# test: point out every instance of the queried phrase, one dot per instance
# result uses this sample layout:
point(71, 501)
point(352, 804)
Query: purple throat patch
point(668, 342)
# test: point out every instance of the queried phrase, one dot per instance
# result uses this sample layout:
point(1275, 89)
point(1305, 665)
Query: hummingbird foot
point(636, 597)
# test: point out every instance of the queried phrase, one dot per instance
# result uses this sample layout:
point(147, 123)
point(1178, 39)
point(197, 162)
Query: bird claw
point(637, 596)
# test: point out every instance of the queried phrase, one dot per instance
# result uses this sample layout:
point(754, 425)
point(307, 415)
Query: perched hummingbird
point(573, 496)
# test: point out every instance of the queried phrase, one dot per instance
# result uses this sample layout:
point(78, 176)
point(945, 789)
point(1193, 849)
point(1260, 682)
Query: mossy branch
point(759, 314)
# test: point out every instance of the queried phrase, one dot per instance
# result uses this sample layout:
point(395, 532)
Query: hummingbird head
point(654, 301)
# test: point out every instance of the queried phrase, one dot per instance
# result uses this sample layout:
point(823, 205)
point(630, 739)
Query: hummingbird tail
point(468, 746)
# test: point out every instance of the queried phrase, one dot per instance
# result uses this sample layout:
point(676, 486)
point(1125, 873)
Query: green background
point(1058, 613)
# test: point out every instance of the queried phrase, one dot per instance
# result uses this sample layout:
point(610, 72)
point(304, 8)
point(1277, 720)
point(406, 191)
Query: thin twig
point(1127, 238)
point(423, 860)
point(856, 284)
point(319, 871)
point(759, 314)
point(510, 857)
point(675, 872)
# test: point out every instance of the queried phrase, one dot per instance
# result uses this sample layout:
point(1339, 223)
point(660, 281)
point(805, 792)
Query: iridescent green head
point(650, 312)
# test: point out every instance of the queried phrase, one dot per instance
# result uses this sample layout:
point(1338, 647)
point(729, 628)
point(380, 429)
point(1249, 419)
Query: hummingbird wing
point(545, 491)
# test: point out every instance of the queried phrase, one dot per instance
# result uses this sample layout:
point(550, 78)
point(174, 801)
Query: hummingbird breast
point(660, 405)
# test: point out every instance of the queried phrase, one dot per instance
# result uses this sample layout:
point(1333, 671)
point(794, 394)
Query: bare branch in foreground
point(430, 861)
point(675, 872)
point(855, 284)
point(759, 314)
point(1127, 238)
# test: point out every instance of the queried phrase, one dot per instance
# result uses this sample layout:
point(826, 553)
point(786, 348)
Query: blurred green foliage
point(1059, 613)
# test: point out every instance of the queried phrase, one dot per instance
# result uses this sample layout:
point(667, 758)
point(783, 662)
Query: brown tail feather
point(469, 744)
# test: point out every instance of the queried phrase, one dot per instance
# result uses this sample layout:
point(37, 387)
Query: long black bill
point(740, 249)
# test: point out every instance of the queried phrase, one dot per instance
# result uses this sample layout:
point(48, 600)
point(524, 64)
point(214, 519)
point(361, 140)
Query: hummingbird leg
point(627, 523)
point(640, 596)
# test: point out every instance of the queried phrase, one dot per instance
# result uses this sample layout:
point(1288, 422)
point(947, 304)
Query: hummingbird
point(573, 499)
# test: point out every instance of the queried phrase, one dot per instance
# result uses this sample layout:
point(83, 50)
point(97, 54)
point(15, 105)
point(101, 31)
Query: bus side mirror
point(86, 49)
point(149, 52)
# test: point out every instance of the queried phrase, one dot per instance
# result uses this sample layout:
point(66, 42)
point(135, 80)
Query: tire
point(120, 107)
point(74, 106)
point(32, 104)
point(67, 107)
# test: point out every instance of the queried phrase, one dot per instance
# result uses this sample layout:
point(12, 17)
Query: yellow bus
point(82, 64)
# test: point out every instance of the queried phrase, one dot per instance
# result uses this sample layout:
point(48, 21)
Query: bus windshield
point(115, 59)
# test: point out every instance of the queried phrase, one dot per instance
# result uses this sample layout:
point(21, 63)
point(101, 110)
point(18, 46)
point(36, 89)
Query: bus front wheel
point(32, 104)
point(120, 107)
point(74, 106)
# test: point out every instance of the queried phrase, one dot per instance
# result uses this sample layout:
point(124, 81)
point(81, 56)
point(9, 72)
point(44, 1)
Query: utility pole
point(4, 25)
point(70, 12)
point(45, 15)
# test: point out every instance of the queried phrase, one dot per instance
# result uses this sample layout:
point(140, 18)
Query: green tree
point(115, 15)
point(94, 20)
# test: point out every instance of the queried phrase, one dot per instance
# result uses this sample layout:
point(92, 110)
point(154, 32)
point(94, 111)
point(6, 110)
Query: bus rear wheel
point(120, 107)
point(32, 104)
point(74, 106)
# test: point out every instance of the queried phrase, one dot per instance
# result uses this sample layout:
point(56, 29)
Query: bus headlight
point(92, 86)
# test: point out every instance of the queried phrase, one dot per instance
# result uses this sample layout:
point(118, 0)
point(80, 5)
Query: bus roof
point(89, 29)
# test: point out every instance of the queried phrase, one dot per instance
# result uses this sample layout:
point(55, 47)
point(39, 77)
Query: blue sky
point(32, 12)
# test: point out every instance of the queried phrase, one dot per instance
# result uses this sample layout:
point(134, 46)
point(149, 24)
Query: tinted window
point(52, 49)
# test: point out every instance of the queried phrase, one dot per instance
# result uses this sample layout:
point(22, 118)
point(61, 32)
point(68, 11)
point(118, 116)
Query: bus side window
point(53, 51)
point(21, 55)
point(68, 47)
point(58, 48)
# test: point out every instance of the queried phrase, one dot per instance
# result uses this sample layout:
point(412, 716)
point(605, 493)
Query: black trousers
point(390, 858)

* * *

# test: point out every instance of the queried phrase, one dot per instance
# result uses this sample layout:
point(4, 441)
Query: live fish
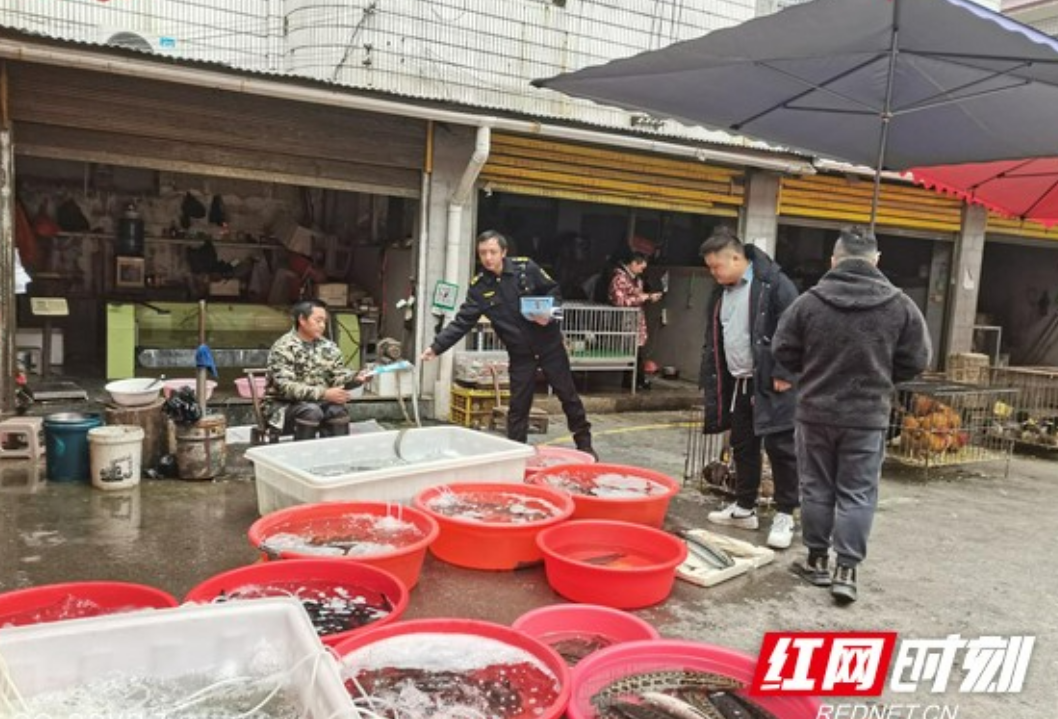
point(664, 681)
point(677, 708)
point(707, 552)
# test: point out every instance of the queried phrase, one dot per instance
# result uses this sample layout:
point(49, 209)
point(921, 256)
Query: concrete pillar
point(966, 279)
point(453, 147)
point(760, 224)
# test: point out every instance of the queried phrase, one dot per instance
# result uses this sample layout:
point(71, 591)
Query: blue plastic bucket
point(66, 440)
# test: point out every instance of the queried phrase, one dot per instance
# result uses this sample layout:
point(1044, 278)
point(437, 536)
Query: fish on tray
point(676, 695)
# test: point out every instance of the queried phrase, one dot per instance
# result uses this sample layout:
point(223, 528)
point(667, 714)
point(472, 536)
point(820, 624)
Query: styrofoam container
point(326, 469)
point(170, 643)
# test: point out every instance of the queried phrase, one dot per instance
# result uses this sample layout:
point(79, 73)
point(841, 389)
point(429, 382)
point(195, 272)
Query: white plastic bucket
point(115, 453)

==

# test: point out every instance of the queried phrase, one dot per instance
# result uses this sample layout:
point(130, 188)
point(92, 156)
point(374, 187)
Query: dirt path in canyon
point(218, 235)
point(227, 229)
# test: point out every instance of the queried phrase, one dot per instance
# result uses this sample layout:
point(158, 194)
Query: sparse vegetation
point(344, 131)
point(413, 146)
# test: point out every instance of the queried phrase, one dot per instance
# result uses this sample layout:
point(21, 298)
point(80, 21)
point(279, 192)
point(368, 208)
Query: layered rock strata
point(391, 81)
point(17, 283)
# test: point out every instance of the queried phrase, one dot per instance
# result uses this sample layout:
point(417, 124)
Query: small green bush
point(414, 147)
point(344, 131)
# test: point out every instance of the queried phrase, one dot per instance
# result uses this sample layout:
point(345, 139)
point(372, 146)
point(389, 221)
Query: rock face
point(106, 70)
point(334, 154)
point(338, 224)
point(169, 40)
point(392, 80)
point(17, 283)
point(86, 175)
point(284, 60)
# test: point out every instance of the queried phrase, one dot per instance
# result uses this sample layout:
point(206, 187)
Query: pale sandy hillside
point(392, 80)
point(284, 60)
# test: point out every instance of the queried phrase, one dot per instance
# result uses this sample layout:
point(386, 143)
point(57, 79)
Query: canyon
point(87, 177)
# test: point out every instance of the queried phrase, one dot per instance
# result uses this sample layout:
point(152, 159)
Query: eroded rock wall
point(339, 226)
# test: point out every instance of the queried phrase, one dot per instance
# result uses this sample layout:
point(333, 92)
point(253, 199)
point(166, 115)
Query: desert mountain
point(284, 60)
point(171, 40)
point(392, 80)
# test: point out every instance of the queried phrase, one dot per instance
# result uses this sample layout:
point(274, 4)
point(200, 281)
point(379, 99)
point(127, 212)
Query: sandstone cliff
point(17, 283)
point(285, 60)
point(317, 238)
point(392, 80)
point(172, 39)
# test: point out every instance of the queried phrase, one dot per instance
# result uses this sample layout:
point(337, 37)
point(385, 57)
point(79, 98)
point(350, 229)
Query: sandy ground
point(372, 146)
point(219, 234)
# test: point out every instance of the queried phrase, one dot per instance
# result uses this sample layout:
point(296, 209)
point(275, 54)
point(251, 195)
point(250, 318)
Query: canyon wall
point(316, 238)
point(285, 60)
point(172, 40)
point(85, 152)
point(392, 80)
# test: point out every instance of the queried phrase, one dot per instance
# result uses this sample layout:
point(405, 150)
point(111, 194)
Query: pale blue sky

TASK PROMPT: Retype exactly the lines of the data above that fall between the line with "point(152, 159)" and the line with "point(350, 229)", inclusive, and add nothing.

EXERCISE RESULT:
point(152, 159)
Query: eroded rock wall
point(339, 226)
# test: point out every instance of the queried phrase, one dot per instance
# result uses this sample layout:
point(333, 92)
point(253, 199)
point(166, 115)
Query: desert mountain
point(284, 60)
point(171, 40)
point(392, 80)
# test: point out every instance of the queried phrase, one dot per instance
# result uses this sample layout:
point(274, 4)
point(200, 281)
point(379, 99)
point(127, 212)
Query: sandstone cliff
point(17, 283)
point(285, 60)
point(317, 238)
point(392, 80)
point(172, 39)
# test: point out every instance of the queried phrase, one dot per instance
# result uses this sample layout:
point(337, 37)
point(385, 57)
point(79, 98)
point(350, 229)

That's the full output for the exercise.